The problem: Each record should be given back exactly, with none missing.
----
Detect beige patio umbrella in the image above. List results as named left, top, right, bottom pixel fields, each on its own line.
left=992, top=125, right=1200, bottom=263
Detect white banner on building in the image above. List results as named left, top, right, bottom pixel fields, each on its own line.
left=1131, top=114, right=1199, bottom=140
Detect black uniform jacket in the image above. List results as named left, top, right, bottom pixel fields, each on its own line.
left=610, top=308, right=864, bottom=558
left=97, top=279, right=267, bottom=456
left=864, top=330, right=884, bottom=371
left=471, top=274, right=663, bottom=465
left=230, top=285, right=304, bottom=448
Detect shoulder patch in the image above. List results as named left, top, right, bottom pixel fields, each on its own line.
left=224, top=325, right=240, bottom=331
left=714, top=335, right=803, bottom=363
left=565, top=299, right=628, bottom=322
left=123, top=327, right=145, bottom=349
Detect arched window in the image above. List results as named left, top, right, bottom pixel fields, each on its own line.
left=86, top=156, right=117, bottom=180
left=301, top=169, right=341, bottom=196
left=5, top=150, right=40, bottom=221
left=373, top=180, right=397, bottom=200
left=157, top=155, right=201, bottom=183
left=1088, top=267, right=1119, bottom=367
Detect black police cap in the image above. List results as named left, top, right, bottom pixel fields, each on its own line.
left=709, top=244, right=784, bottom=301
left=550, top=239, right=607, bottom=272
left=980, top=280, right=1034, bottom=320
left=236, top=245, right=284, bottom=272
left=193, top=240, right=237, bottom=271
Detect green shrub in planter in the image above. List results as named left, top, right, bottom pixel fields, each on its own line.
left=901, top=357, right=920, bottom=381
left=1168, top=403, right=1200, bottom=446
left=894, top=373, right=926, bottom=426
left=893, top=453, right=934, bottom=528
----
Problem solution:
Detect beige patio umbrella in the image above. List results as named left, top, right, bottom pixel fields, each on its own line.
left=992, top=125, right=1200, bottom=263
Detect white banner on building in the image above. List results as named left, top, right, bottom pixel fields, each on its own line.
left=1131, top=114, right=1199, bottom=140
Detect black uniform jacket in the image above. List results as named left, top, right, bottom pixel fields, each on its own line.
left=610, top=308, right=864, bottom=558
left=97, top=279, right=267, bottom=456
left=864, top=330, right=884, bottom=371
left=471, top=274, right=663, bottom=465
left=230, top=285, right=304, bottom=448
Detect shoulder patch in the image above. List results as named left, top, right, bottom pixel fields, each on its own line.
left=224, top=325, right=240, bottom=331
left=714, top=335, right=803, bottom=363
left=565, top=299, right=628, bottom=322
left=123, top=327, right=145, bottom=349
Detect arched window in the image above. List results as named left, top, right, bottom pixel fields, each on its own line.
left=86, top=156, right=117, bottom=180
left=301, top=169, right=341, bottom=196
left=5, top=150, right=40, bottom=221
left=373, top=180, right=397, bottom=200
left=157, top=155, right=201, bottom=183
left=1088, top=267, right=1119, bottom=367
Detect black police cap in the image above. List results as named left, top, right, bottom pixel fields, each on its own line.
left=709, top=244, right=784, bottom=301
left=550, top=239, right=607, bottom=272
left=980, top=280, right=1034, bottom=320
left=236, top=245, right=284, bottom=272
left=193, top=240, right=237, bottom=271
Detect green shrub in planter in the image above. List results as named left, top, right, bottom pixel fields, each on its own line.
left=901, top=357, right=920, bottom=381
left=1168, top=403, right=1200, bottom=446
left=894, top=373, right=926, bottom=426
left=893, top=453, right=934, bottom=528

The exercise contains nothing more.